Extracted records
Content starts

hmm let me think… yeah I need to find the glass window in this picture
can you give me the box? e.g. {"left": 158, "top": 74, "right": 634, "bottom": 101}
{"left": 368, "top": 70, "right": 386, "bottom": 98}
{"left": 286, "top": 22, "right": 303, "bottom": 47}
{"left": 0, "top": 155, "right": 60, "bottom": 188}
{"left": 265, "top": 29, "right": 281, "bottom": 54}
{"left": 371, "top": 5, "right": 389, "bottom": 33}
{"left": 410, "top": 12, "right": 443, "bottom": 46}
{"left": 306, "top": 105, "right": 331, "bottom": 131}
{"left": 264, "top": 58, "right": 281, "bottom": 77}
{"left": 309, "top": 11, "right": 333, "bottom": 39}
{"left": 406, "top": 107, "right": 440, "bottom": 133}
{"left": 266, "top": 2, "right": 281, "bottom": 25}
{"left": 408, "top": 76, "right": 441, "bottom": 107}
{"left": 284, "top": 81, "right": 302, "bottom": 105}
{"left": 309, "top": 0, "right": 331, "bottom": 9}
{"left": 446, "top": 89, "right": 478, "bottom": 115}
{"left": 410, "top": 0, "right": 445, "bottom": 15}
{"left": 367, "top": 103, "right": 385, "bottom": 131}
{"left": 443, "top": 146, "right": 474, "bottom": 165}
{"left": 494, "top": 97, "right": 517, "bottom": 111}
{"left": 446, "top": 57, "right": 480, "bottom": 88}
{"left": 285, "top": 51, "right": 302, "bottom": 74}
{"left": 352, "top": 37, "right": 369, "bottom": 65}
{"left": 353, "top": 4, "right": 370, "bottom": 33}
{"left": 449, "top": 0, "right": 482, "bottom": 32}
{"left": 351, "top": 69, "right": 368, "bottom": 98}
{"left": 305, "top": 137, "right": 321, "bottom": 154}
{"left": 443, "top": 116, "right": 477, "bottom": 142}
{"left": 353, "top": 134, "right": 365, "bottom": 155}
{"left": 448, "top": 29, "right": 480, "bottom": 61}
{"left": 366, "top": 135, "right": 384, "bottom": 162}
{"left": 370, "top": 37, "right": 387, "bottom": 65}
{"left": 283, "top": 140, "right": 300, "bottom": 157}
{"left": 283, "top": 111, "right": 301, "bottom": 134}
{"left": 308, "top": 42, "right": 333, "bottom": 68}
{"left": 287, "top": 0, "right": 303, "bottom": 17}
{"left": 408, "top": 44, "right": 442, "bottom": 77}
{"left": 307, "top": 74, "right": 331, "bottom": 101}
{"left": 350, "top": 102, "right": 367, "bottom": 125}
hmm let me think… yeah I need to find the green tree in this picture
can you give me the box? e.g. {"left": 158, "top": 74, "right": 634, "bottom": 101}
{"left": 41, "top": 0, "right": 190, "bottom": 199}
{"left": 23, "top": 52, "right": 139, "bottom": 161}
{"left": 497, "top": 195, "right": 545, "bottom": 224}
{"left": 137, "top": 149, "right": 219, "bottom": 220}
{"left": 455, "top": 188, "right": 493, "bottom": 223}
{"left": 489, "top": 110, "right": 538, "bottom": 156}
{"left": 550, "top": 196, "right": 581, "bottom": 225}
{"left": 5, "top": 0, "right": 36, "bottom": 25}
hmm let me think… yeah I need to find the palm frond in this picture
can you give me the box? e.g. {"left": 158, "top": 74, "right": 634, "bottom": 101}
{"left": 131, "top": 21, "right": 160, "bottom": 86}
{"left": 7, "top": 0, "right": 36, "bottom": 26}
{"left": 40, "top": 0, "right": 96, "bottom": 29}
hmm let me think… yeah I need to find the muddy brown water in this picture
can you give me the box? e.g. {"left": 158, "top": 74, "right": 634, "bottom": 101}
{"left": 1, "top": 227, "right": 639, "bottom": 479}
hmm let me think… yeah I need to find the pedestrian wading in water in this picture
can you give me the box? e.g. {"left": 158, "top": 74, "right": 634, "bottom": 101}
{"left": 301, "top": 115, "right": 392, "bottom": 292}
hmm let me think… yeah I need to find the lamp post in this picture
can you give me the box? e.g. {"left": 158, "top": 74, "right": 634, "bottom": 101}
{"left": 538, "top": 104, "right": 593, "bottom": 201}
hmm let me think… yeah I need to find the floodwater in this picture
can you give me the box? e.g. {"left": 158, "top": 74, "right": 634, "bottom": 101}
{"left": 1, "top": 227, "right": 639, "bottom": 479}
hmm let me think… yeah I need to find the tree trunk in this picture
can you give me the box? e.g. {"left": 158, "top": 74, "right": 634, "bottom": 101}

Content ends

■ **Activity**
Once the records are read, print each of them exactly as written.

■ **Final answer**
hmm let me think… yeah I need to find the glass window in this picture
can you give me the box? e.g. {"left": 158, "top": 74, "right": 634, "bottom": 101}
{"left": 368, "top": 70, "right": 386, "bottom": 98}
{"left": 286, "top": 22, "right": 303, "bottom": 47}
{"left": 0, "top": 155, "right": 60, "bottom": 188}
{"left": 265, "top": 29, "right": 281, "bottom": 54}
{"left": 371, "top": 5, "right": 389, "bottom": 33}
{"left": 410, "top": 12, "right": 443, "bottom": 46}
{"left": 306, "top": 105, "right": 331, "bottom": 131}
{"left": 264, "top": 58, "right": 281, "bottom": 77}
{"left": 309, "top": 11, "right": 333, "bottom": 39}
{"left": 406, "top": 107, "right": 440, "bottom": 133}
{"left": 266, "top": 2, "right": 281, "bottom": 25}
{"left": 408, "top": 76, "right": 441, "bottom": 107}
{"left": 284, "top": 81, "right": 302, "bottom": 105}
{"left": 309, "top": 0, "right": 331, "bottom": 9}
{"left": 446, "top": 89, "right": 478, "bottom": 115}
{"left": 410, "top": 0, "right": 445, "bottom": 15}
{"left": 367, "top": 103, "right": 385, "bottom": 131}
{"left": 443, "top": 146, "right": 474, "bottom": 165}
{"left": 494, "top": 97, "right": 517, "bottom": 111}
{"left": 446, "top": 57, "right": 480, "bottom": 88}
{"left": 285, "top": 51, "right": 302, "bottom": 74}
{"left": 352, "top": 37, "right": 369, "bottom": 65}
{"left": 353, "top": 4, "right": 370, "bottom": 33}
{"left": 449, "top": 0, "right": 482, "bottom": 32}
{"left": 351, "top": 69, "right": 368, "bottom": 98}
{"left": 305, "top": 137, "right": 321, "bottom": 154}
{"left": 443, "top": 116, "right": 477, "bottom": 142}
{"left": 353, "top": 134, "right": 365, "bottom": 155}
{"left": 448, "top": 29, "right": 480, "bottom": 61}
{"left": 366, "top": 135, "right": 384, "bottom": 162}
{"left": 370, "top": 37, "right": 387, "bottom": 65}
{"left": 283, "top": 140, "right": 300, "bottom": 157}
{"left": 283, "top": 111, "right": 301, "bottom": 134}
{"left": 308, "top": 42, "right": 333, "bottom": 68}
{"left": 287, "top": 0, "right": 303, "bottom": 17}
{"left": 408, "top": 44, "right": 442, "bottom": 77}
{"left": 307, "top": 74, "right": 331, "bottom": 101}
{"left": 350, "top": 102, "right": 367, "bottom": 125}
hmm let me think… yeah I need to find the green tree in this picture
can you give me the box? e.g. {"left": 158, "top": 74, "right": 634, "bottom": 101}
{"left": 41, "top": 0, "right": 190, "bottom": 199}
{"left": 23, "top": 52, "right": 139, "bottom": 161}
{"left": 497, "top": 195, "right": 545, "bottom": 224}
{"left": 137, "top": 149, "right": 219, "bottom": 220}
{"left": 455, "top": 188, "right": 493, "bottom": 223}
{"left": 489, "top": 110, "right": 538, "bottom": 156}
{"left": 550, "top": 196, "right": 581, "bottom": 225}
{"left": 5, "top": 0, "right": 36, "bottom": 25}
hmm let me think… yeah I need to find the palm frond in this picture
can you give me the box? e.g. {"left": 158, "top": 74, "right": 634, "bottom": 101}
{"left": 131, "top": 21, "right": 160, "bottom": 86}
{"left": 7, "top": 0, "right": 36, "bottom": 26}
{"left": 40, "top": 0, "right": 96, "bottom": 29}
hmm let me think… yeah I need to find the muddy brown water in this picture
can you give me the box? e.g. {"left": 158, "top": 74, "right": 634, "bottom": 101}
{"left": 1, "top": 227, "right": 639, "bottom": 479}
hmm let me think… yeah I need to find the pedestrian wading in water in this picture
can you give me the box? e.g. {"left": 158, "top": 74, "right": 634, "bottom": 101}
{"left": 301, "top": 115, "right": 392, "bottom": 292}
hmm let me think… yeah I need to find the lamp post in this picture
can you give me the box? e.g. {"left": 158, "top": 74, "right": 634, "bottom": 101}
{"left": 538, "top": 104, "right": 593, "bottom": 201}
hmm let me think… yeah I need to find the floodwater in this picture
can you give me the box? e.g. {"left": 158, "top": 74, "right": 634, "bottom": 101}
{"left": 1, "top": 227, "right": 639, "bottom": 479}
hmm let me think… yeah I need to find the tree trunk in this picture
can you give me the box? e.g. {"left": 158, "top": 74, "right": 634, "bottom": 101}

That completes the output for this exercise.